**Texte étudié:**
>>>>>

C’était bien, mais c’était hier. Enfin le hier du mois de février dernier. Par contre, demain c’est bien celui d’aujourd’hui ainsi que les prochains. Il va nous falloir de l’entraide pour combattre un ennemi qui veut s’attaquer à notre santé physique, mais aussi notre santé psychologique. Il touche tout un chacun, chacun de nous, de près ou de loin. Il est là, présent partout dans l’air et dans l’esprit. Ceux déjà fragiles hier doivent se frayer un chemin dans les turbulences mentales qu’impliquent le contexte sanitaire. Ceux dont le mot dépression n’était qu’une vague idée d’une tristesse passagère se retrouvent à présent passager du paquebot Covid Blues. Des études le démontrent déjà, aux USA le taux de personnes dépressives a triplé lors de la transition entre l’avant et pendant l’épidémie. L’incertitude, voilà le mot ! C’est l’incertitude de demain qui nous paralyse aujourd’hui.
J’ai envie d’égayer ce billet, de lui apporter un peu de grâce et de dignité. J’ai envie de vous dire que demain n’existe pas encore. J’ai envie de vous dire qu’il faut faire table rase du passé pour reconstruire le présent sur une base plus saine. Dans cet élan de folie, on ne pourra évidemment pas ignorer les règles de la société : le masque, les gestes barrières et les semi-confinements régulièrement rediscutés. Après avoir pris connaissance de cette nouvelle société qui s’offre a nous, pas la plus joviale, je vous l’accorde, il est temps de créer son petit bonheur quelque part. On peut éventuellement reprendre son plan de vie passé et le réadapter à l’actualité. Pour les plus vaillants en soif de nouveauté, je vous propose de tout recommencer. D’accepter qu’aujourd’hui est une journée inédite où tout nouveau scénario peut prendre vie. Ou bien ressusciter un projet abandonné en le modelant à la mode d’aujourd’hui. Je crois que l’idée première pour sortir vainqueur du covid blues c’est de garder espoir tout en stimulant son imagination la plus folle et bienveillante.

<<<<<

**Enregistrements fournis:**
>>>>>

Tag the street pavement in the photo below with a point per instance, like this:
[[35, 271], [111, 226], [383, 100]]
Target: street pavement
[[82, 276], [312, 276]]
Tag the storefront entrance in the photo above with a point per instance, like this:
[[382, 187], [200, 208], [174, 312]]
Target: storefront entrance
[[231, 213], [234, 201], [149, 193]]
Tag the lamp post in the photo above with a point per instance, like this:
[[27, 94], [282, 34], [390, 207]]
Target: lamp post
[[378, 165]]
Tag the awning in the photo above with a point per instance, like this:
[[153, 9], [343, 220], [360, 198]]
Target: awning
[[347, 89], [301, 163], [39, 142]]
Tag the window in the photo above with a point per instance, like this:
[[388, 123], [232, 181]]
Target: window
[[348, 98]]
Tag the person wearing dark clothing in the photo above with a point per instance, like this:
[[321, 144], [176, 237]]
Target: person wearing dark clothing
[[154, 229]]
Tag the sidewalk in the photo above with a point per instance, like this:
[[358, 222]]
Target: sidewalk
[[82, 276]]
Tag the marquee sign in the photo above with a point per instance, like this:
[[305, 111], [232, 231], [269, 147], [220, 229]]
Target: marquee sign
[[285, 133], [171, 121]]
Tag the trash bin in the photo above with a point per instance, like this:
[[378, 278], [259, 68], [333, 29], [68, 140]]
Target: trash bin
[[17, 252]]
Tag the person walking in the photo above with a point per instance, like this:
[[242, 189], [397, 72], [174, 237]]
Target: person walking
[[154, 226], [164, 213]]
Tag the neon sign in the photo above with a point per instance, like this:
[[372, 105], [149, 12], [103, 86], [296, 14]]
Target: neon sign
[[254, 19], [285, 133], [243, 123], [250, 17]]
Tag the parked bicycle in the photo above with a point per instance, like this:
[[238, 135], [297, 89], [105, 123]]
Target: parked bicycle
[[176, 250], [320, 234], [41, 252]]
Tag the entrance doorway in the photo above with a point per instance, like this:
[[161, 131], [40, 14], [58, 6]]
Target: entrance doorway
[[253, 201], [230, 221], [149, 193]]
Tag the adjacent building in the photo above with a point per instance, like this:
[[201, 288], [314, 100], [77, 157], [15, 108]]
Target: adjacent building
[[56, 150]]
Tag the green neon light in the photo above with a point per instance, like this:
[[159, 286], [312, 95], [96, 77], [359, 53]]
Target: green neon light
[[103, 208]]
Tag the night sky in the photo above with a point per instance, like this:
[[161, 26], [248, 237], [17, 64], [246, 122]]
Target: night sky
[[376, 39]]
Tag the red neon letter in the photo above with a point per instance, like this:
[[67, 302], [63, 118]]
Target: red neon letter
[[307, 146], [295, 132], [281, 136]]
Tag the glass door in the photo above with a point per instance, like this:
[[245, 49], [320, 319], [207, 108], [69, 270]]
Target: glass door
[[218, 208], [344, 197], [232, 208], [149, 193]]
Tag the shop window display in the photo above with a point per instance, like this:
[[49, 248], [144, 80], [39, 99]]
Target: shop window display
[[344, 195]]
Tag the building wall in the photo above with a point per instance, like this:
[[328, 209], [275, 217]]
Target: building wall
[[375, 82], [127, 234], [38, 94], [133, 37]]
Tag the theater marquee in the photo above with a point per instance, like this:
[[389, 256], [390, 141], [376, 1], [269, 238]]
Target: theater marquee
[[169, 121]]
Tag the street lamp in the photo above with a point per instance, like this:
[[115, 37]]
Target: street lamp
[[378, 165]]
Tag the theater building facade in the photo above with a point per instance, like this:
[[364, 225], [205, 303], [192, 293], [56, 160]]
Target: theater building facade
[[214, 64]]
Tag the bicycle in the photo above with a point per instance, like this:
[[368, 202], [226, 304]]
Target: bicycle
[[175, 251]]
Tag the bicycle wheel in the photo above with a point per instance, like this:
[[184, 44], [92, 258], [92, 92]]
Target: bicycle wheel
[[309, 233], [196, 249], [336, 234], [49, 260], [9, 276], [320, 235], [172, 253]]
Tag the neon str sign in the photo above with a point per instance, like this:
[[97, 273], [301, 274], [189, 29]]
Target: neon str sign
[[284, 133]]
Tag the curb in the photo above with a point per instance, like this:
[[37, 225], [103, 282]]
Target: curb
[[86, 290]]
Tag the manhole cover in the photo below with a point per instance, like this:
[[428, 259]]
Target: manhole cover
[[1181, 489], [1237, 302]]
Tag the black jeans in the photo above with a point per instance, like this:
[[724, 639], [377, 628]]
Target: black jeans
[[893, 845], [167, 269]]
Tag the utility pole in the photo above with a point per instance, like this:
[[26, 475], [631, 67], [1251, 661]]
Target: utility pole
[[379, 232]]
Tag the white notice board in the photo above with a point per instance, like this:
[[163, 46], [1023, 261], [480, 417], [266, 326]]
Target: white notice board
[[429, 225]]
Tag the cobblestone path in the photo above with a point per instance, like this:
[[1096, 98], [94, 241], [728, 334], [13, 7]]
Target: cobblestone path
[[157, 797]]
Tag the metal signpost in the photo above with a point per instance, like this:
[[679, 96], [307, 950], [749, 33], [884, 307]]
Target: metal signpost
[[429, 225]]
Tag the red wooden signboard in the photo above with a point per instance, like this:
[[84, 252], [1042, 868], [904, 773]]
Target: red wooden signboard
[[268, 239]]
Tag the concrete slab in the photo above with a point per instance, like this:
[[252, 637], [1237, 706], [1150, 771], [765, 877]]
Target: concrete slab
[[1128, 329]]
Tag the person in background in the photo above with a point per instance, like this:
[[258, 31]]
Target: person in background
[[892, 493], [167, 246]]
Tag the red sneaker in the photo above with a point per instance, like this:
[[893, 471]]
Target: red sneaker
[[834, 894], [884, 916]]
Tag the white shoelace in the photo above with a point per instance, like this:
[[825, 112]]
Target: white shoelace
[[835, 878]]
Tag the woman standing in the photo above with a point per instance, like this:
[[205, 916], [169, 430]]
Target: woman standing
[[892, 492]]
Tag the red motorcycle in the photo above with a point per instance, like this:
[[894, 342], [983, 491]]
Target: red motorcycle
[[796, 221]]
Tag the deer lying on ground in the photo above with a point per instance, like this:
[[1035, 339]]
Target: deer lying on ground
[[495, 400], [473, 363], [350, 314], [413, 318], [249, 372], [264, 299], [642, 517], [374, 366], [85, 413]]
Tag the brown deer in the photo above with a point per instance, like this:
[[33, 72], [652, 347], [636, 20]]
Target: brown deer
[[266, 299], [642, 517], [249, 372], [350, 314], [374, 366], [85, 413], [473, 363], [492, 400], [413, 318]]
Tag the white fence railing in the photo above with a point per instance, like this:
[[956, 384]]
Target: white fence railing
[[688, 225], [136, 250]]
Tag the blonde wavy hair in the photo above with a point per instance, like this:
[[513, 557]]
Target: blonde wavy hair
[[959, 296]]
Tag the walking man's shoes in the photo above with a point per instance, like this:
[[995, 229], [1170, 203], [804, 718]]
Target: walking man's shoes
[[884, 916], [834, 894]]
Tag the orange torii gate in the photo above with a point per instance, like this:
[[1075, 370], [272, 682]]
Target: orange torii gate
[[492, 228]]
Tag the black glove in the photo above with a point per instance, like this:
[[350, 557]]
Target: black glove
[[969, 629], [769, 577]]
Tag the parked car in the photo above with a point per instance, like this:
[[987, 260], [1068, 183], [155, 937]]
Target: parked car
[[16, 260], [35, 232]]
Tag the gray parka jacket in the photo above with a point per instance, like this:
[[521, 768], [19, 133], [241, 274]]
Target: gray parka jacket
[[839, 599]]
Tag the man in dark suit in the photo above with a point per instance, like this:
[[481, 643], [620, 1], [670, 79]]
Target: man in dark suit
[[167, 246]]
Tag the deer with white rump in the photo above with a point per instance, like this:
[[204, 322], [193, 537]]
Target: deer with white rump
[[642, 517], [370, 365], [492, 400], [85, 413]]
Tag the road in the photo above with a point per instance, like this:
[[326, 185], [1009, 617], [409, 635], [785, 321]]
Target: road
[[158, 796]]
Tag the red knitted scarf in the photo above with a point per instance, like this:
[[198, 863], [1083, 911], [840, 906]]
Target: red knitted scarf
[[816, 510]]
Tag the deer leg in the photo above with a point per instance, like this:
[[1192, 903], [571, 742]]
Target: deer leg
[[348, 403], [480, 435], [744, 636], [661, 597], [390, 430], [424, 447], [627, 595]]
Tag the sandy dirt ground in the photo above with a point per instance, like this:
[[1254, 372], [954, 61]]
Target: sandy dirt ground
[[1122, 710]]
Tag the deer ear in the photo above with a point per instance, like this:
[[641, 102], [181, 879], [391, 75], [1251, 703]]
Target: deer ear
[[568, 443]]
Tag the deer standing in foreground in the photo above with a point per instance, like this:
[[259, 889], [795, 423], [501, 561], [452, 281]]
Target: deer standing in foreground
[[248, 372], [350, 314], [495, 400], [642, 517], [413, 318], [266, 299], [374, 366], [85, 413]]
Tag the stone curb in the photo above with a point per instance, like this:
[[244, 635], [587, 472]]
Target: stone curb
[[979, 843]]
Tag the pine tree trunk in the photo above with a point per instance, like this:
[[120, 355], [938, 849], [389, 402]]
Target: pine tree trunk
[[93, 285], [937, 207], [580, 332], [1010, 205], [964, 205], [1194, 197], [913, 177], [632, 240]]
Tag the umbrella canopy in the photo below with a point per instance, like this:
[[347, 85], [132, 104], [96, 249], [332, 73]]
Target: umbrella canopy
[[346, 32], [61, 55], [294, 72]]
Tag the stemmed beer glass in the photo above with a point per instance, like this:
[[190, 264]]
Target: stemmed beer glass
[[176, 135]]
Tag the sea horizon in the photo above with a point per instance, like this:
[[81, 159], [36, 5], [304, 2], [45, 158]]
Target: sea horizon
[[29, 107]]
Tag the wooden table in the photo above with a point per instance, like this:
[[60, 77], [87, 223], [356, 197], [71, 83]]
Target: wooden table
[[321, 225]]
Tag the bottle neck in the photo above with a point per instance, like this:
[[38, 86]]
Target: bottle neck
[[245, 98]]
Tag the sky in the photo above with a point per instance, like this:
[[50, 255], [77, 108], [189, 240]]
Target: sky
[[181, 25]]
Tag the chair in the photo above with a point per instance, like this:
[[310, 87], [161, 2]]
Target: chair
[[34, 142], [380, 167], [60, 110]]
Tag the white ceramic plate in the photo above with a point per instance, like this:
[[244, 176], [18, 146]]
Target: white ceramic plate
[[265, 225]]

<<<<<

**Consignes:**
**1)** Relevez les règles de la société que, selon le texte étudié, on ne pourra pas ignorer.
**2)** D'après le texte étudié, comment le taux de personnes dépressives a-t-il évolué aux USA ?
**3)** Recopiez le passage du texte étudié compris entre « C’était bien, mais » et « nous paralyse aujourd’hui. », inclus, en substituant « navire » à « paquebot ».

**Corrigé:**
**1)**
- le masque
- les gestes barrières
- les semi-confinements régulièrement rediscutés

**2)** Il a triplé lors de la transition entre l'avant et pendant l'épidémie.

**3)**
C’était bien, mais c’était hier. Enfin le hier du mois de février dernier. Par contre, demain c’est bien celui d’aujourd’hui ainsi que les prochains. Il va nous falloir de l’entraide pour combattre un ennemi qui veut s’attaquer à notre santé physique, mais aussi notre santé psychologique. Il touche tout un chacun, chacun de nous, de près ou de loin. Il est là, présent partout dans l’air et dans l’esprit. Ceux déjà fragiles hier doivent se frayer un chemin dans les turbulences mentales qu’impliquent le contexte sanitaire. Ceux dont le mot dépression n’était qu’une vague idée d’une tristesse passagère se retrouvent à présent passager du navire Covid Blues. Des études le démontrent déjà, aux USA le taux de personnes dépressives a triplé lors de la transition entre l’avant et pendant l’épidémie. L’incertitude, voilà le mot ! C’est l’incertitude de demain qui nous paralyse aujourd’hui.